▸ **Complete the following**:
[A] In the book review, at which university was Colm Tóibín invited to deliver a series of lectures?
[B] Please resume the book review from its final sentence onward.

━━━ Given text

Colm Tóibín, Mad, Bad, Dangerous to Know

Colm Tóibín, Mad, Bad, Dangerous to Know: The fathers of Wilde, Yeats and Joyce. Viking, 2018

Mrs TD bought me this stimulating collection of four essays (she also got me a lovely Japanese Namiki fountain pen – maybe more on that another time). In an interview with Colm Tóibín by Mariella Frostrup on the BBC Radio 4 programme Open Book in August (it begins around 8 mins 20 secs, link HERE) the author explains its origins and his intentions. I draw upon that interview in my general comments here.

Toibin Mad Bad coverInvited to deliver a series of lectures at Emory University, Atlanta, Georgia, commemorating the twenty-fifth anniversary of the death of Richard Ellmann, who’d written biographies of Wilde and Joyce and ‘a very good book on Yeats’, Colm Tóibín concluded that there was no point in expounding directly on these Irish authors, because Ellman had done that. The mothers, he goes on, were ‘a problem’ in two of the instances, because they ‘left no record’. But the fathers, in all three cases, were ‘very lively, interesting characters’ who’d left a legacy, in letters or other forms, and in the various other influences they’d had on the writings of their famous sons.

While I was reading this book during my Norway trip a couple of weeks ago I was troubled by the scarcity of reference to the three mothers. The author explains in this interview that not only, as stated above, was there a paucity of documentation about them, but also he’d already written a book (published in 2006) on Mothers and Sons; the explanation seems a little flimsy, but I suppose it’ll do.

━━━━━━
━━━ Records

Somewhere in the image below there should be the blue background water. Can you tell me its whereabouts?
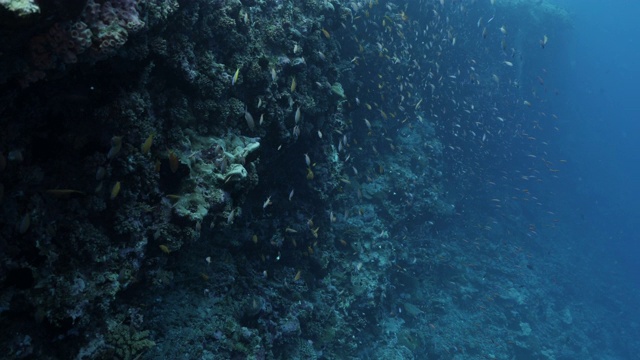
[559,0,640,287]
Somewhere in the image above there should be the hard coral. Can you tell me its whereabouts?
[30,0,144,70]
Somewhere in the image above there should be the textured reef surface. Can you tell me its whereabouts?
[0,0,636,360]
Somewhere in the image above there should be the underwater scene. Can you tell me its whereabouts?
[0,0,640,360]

━━━━━━
━━━ Records

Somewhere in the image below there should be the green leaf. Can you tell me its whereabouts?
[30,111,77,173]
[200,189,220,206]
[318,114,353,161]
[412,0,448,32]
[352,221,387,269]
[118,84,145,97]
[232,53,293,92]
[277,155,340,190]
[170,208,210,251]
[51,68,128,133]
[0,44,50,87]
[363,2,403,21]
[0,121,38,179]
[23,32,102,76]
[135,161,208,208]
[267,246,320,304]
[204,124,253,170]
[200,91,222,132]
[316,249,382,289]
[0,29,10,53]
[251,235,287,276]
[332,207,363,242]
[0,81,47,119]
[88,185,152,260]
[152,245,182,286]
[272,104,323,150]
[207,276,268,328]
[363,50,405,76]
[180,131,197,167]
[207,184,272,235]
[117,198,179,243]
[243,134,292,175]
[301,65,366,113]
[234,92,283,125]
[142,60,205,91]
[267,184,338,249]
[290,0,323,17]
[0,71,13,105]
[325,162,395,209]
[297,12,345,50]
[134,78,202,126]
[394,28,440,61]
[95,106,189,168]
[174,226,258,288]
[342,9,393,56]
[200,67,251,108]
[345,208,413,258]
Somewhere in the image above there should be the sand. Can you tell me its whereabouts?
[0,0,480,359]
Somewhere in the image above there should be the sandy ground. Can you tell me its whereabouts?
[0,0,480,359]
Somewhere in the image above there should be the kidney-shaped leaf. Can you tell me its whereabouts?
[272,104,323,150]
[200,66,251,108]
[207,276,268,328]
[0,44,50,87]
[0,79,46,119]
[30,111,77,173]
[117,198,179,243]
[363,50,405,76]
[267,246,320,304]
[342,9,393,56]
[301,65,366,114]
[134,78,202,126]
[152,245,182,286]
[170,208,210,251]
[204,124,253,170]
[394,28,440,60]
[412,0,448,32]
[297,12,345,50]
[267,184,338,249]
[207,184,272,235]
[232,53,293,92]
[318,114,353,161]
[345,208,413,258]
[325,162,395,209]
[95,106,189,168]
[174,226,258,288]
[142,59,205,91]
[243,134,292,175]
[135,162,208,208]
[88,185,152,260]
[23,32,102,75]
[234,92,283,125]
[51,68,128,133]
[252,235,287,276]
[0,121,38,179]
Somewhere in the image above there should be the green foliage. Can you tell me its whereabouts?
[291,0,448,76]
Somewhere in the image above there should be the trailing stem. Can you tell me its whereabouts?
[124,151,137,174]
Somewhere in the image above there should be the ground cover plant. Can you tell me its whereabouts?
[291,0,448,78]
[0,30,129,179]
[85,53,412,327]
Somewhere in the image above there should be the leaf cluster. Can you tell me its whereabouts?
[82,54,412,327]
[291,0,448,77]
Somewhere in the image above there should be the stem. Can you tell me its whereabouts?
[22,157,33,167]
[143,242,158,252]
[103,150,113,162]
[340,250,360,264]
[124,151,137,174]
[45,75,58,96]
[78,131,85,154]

━━━━━━
━━━ Records

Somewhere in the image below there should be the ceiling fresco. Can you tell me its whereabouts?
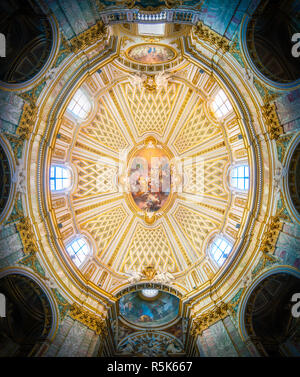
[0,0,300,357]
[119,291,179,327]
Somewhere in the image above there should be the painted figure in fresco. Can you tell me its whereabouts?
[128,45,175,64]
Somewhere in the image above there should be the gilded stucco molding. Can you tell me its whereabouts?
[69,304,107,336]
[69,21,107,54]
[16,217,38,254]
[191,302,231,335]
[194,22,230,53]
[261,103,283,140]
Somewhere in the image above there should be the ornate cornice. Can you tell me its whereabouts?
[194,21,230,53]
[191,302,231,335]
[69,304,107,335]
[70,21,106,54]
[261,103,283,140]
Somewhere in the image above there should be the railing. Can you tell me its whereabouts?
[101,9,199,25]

━━━━━━

▸ **Outputs by task**:
[A] Emory University, Atlanta, Georgia.

[B]
It’s a lively and entertaining book, as you would expect from such a fine writer. The opening chapter is an impressionistic essay in which Tóibín recreates a walk through the familiar streets of Dublin, some of which are filled with a ‘peculiar intensity’ of ‘memories and associations’. He reflects on the buildings and places, including the General Post Office, HQ for the 1916 rebellion, Finn’s Hotel, or St Stephen’s Green, ‘the heart of the city’, full of ‘a secret energy’, and ‘Yeats territory’ – though it features importantly of course in Joyce’s work; Stephen Dedalus refers to it as ‘my Green’. His walk takes him past sites redolent of Dublin’s and Ireland’s turbulent history and rich culture, and their key personalities, from Cuchulain to Hopkins and Newman, to these three writers. He’s drawn particularly to those buildings that housed the families of Wilde, Yeats and Joyce. It’s the close proximity of all these places that’s so apparent in this essay: Dublin is in that sense a small city. Tóibín’s narrator is haunted by these presences.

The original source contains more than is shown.